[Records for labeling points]
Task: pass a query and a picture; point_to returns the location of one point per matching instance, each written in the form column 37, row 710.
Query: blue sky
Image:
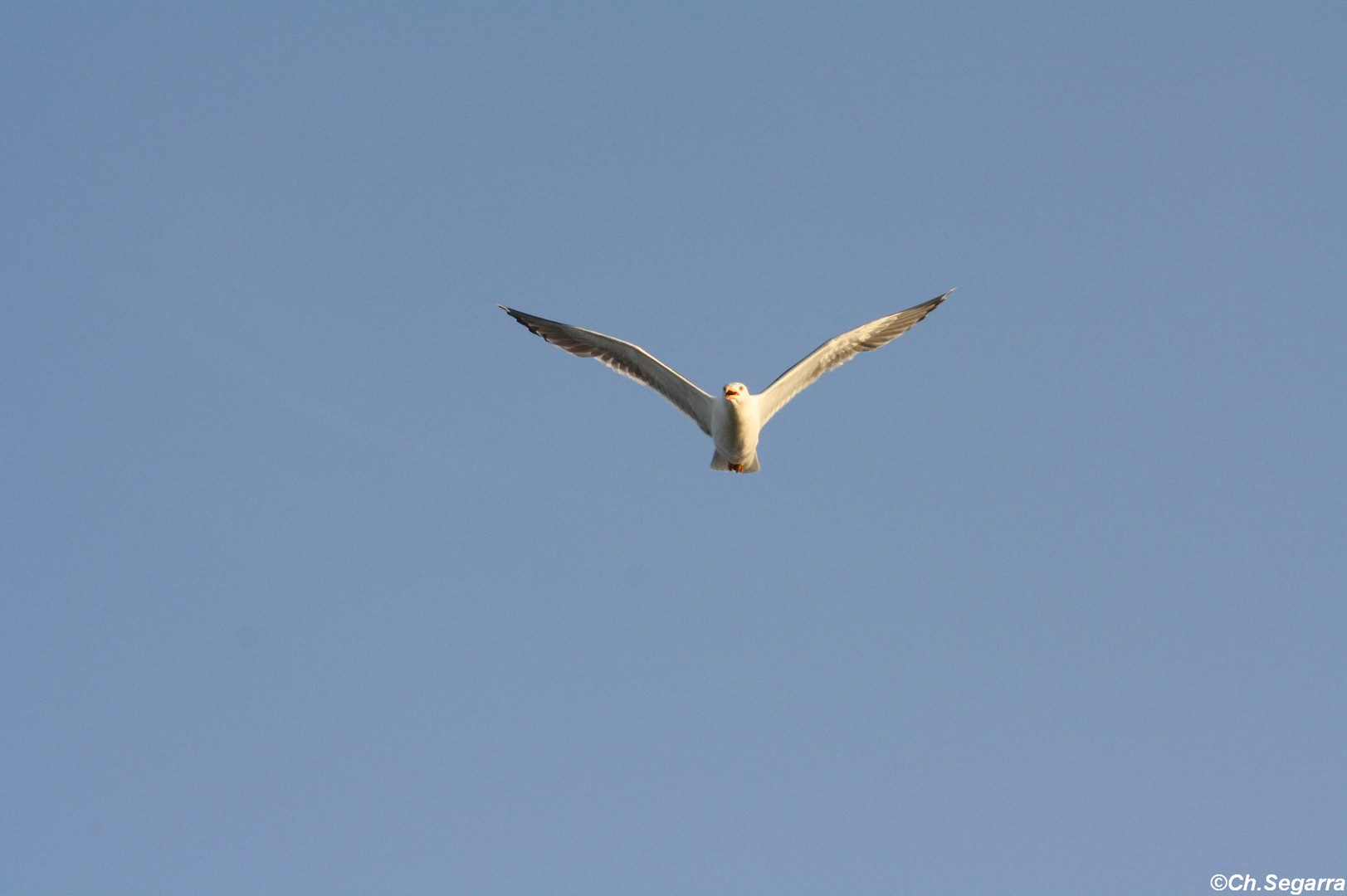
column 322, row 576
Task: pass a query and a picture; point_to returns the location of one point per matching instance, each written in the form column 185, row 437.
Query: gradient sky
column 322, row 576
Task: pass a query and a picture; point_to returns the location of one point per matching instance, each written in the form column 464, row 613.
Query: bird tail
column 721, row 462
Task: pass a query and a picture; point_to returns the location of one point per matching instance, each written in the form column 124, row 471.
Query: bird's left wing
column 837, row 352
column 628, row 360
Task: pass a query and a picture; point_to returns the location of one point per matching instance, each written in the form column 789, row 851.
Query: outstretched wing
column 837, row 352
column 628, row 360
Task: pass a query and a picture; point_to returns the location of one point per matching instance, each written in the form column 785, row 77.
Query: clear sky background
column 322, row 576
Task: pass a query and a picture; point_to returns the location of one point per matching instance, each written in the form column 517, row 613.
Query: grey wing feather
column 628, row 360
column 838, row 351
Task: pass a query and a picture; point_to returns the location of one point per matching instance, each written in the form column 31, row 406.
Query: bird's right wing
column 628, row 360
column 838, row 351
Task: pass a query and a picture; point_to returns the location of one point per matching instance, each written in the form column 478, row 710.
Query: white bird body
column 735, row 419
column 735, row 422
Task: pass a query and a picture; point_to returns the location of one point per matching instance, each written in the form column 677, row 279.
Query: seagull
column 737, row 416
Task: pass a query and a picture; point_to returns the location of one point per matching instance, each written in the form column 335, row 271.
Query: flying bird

--- EXERCISE PROMPT ---
Reproduce word for word the lines of the records from the one containing "478, row 710." through the end of the records, including both ends.

--- SOLUTION TO THIS PROBLEM ---
Task: pass a query and a picture; point_to returns the location of one point per matching instance, each written in the form column 478, row 710.
Query: white bird body
column 735, row 419
column 735, row 422
Task: pass a query and a picture; point_to returns the location of one point per matching instance, each written in the form column 677, row 279.
Query: seagull
column 737, row 416
Task: pass a query and a picture; point_to returns the location of one point per matching instance, each written in the form column 335, row 271.
Query: flying bird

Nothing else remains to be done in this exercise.